Given exercise: Can you output the lines of the listing below as a Markdown table with the columns "Row" and "Listing line," starting with the line containing "Check that each instance of the bird's" and going on through the end of the listing? Leave out blank lines and pictures.

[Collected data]
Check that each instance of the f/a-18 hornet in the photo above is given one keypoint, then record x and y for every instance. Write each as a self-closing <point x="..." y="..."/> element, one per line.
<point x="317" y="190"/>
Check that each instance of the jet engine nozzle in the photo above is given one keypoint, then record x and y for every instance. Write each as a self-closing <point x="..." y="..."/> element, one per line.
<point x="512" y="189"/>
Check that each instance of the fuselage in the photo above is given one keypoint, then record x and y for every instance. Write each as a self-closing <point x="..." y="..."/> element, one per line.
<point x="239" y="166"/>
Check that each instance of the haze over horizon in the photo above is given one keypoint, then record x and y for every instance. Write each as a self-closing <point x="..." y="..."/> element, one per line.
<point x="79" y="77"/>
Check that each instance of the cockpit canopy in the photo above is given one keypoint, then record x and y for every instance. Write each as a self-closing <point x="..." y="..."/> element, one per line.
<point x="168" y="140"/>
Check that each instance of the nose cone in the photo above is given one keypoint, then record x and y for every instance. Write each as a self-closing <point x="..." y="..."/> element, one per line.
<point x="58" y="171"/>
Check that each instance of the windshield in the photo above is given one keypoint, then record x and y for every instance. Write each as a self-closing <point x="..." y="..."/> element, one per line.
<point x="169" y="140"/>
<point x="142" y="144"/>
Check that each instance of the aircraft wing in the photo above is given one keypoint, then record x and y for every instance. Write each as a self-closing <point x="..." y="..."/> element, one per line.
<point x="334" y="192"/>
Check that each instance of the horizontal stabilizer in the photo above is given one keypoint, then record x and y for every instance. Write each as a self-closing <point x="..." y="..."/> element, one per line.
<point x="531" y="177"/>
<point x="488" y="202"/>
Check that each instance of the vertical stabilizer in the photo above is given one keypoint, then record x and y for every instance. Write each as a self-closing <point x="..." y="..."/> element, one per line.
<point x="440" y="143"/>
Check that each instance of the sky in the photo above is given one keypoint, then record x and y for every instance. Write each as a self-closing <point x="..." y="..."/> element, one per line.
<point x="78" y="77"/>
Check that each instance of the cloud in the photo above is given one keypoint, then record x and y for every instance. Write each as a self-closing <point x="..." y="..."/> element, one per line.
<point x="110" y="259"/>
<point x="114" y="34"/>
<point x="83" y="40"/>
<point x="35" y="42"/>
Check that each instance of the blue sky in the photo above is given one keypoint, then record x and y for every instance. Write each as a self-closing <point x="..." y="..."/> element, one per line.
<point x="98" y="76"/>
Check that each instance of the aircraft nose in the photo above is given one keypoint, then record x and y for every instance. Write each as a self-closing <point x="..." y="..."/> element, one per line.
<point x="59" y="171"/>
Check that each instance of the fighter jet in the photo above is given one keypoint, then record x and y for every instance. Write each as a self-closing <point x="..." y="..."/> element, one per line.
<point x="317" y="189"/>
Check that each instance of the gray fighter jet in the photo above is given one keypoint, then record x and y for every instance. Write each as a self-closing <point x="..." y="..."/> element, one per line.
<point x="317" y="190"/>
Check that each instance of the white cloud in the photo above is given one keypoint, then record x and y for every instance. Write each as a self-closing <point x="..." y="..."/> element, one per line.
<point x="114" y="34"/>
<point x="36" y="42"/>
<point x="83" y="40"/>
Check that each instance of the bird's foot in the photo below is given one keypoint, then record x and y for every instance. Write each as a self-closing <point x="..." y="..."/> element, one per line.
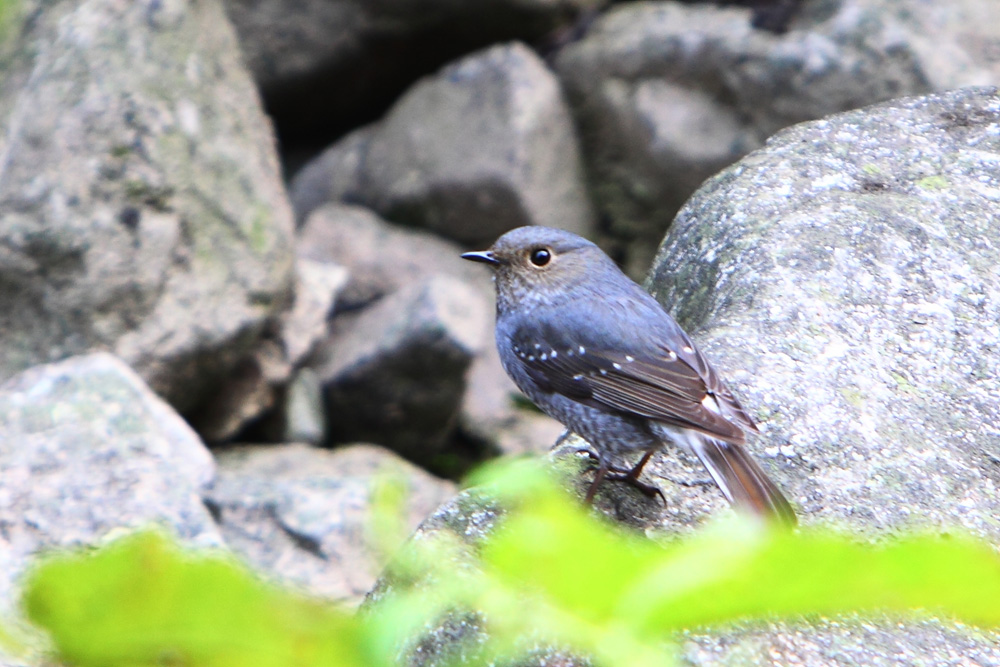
<point x="648" y="490"/>
<point x="596" y="458"/>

Result of this task:
| Row | Listing line |
|---|---|
| 1 | Check that each instance of the bird's foot in the photo below is given one keypoint, then record x and y for every instance. Write each as a self-closing <point x="..." y="..."/> element, one per line. |
| 2 | <point x="648" y="490"/> |
| 3 | <point x="596" y="458"/> |